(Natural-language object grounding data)
────────────────

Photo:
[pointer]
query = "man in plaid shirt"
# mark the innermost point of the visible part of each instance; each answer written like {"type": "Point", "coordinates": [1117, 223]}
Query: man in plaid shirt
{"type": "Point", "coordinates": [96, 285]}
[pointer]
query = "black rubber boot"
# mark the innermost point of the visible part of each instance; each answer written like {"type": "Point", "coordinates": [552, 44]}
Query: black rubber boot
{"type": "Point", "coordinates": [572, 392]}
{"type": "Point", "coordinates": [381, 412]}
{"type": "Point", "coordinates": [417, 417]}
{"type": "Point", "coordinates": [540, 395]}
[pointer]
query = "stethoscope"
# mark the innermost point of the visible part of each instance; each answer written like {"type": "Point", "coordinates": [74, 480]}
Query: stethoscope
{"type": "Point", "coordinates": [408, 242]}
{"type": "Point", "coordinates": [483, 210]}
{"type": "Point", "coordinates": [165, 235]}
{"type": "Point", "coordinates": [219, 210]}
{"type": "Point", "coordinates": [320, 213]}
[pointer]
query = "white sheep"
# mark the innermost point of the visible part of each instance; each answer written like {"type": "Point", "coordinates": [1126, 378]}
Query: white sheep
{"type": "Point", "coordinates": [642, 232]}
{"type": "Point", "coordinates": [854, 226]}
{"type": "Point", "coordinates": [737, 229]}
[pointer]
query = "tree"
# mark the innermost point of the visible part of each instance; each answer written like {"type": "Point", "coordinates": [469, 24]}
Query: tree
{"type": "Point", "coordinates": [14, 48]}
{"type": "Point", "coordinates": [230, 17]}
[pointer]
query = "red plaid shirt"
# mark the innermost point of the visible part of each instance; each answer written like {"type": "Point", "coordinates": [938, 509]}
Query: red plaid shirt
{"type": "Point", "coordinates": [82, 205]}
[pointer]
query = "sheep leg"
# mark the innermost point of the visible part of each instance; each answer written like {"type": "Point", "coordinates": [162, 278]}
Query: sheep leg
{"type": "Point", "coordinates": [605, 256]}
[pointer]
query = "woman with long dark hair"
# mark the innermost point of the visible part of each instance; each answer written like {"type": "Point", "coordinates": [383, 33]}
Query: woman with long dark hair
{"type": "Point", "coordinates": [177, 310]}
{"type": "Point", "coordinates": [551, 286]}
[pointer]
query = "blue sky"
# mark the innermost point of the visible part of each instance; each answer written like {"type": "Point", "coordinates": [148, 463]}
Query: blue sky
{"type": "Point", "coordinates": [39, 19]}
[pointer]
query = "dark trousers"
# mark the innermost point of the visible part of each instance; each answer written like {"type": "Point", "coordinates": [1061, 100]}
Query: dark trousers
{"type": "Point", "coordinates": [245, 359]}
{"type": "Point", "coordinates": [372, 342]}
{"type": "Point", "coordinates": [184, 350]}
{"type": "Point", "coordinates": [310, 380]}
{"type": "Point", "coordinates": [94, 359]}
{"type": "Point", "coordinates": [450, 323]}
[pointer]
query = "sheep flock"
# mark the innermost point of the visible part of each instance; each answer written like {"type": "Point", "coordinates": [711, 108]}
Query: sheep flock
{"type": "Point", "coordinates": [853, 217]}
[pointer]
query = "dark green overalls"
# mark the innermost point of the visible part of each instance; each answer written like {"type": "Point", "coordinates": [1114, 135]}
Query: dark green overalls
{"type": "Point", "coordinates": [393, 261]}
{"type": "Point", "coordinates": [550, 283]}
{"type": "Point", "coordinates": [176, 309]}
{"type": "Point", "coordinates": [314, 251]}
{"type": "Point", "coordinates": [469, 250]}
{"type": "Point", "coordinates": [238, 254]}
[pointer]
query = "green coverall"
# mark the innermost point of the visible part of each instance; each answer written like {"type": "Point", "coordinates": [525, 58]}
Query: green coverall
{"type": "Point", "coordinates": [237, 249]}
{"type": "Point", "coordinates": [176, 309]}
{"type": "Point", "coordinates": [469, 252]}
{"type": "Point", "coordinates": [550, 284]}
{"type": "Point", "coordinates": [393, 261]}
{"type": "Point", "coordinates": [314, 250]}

────────────────

### WORK ITEM
Reproduce every line of the data without changing a word.

### EXERCISE SOLUTION
Photo:
[pointer]
query = "man in plaid shirt"
# mark the innermost point of the visible part of each instance; each answer written like {"type": "Point", "coordinates": [1117, 223]}
Query: man in plaid shirt
{"type": "Point", "coordinates": [96, 285]}
[pointer]
query = "black rubber boot"
# mark the innermost point of the visible part of each instance; each answer written like {"type": "Point", "coordinates": [552, 44]}
Query: black rubber boot
{"type": "Point", "coordinates": [572, 392]}
{"type": "Point", "coordinates": [381, 412]}
{"type": "Point", "coordinates": [417, 417]}
{"type": "Point", "coordinates": [540, 395]}
[pointer]
query = "stethoscope"
# mark the innermost point of the visible part of each instance; each answer written like {"type": "Point", "coordinates": [74, 480]}
Query: stethoscope
{"type": "Point", "coordinates": [408, 242]}
{"type": "Point", "coordinates": [483, 210]}
{"type": "Point", "coordinates": [165, 235]}
{"type": "Point", "coordinates": [219, 210]}
{"type": "Point", "coordinates": [320, 213]}
[pointer]
query = "white sheep"
# mark the innermost point of the visible part of each instance; each answer written like {"type": "Point", "coordinates": [1126, 378]}
Query: white sheep
{"type": "Point", "coordinates": [642, 232]}
{"type": "Point", "coordinates": [854, 226]}
{"type": "Point", "coordinates": [737, 229]}
[pointer]
query = "tree"
# mark the innermost point of the visible part of each instance; each answer written like {"type": "Point", "coordinates": [469, 24]}
Query: tree
{"type": "Point", "coordinates": [14, 48]}
{"type": "Point", "coordinates": [230, 17]}
[pointer]
query = "red plaid shirt"
# mark the innermost point of the visible part of each instance; each answer written like {"type": "Point", "coordinates": [938, 509]}
Query: red plaid shirt
{"type": "Point", "coordinates": [82, 205]}
[pointer]
query = "sheep leg"
# mark the innermost point of the visible part of each instance; each answer written like {"type": "Point", "coordinates": [162, 278]}
Query: sheep leg
{"type": "Point", "coordinates": [605, 256]}
[pointer]
query = "woman with long dark hair"
# mark the innermost point of the visible part of each instance; each answer written like {"type": "Point", "coordinates": [383, 33]}
Query: woman with long dark hair
{"type": "Point", "coordinates": [177, 310]}
{"type": "Point", "coordinates": [551, 286]}
[pointer]
query = "blue sky"
# mark the innermost point of the visible part of each instance; each answer written like {"type": "Point", "coordinates": [148, 463]}
Query: blue sky
{"type": "Point", "coordinates": [39, 19]}
[pointer]
query = "dark trousers"
# mark the innermost point of the visible part of each instance; each answer written like {"type": "Point", "coordinates": [1061, 100]}
Query: dark trousers
{"type": "Point", "coordinates": [245, 359]}
{"type": "Point", "coordinates": [372, 342]}
{"type": "Point", "coordinates": [184, 350]}
{"type": "Point", "coordinates": [310, 380]}
{"type": "Point", "coordinates": [94, 359]}
{"type": "Point", "coordinates": [450, 323]}
[pointer]
query = "sheep flock"
# mark the innermost point of the visible part of each instance; each answer written like {"type": "Point", "coordinates": [711, 108]}
Query: sheep flock
{"type": "Point", "coordinates": [853, 217]}
[pointer]
query = "dark green overalls"
# mark the innermost point of the visible part of each instance; each answer written like {"type": "Point", "coordinates": [1114, 135]}
Query: dark green overalls
{"type": "Point", "coordinates": [393, 261]}
{"type": "Point", "coordinates": [550, 283]}
{"type": "Point", "coordinates": [176, 309]}
{"type": "Point", "coordinates": [314, 251]}
{"type": "Point", "coordinates": [469, 250]}
{"type": "Point", "coordinates": [238, 254]}
[pointer]
query = "green coverall"
# mark the innermost point of the visible part of each instance; each answer written like {"type": "Point", "coordinates": [525, 58]}
Query: green coverall
{"type": "Point", "coordinates": [237, 249]}
{"type": "Point", "coordinates": [176, 309]}
{"type": "Point", "coordinates": [469, 252]}
{"type": "Point", "coordinates": [550, 284]}
{"type": "Point", "coordinates": [393, 261]}
{"type": "Point", "coordinates": [314, 250]}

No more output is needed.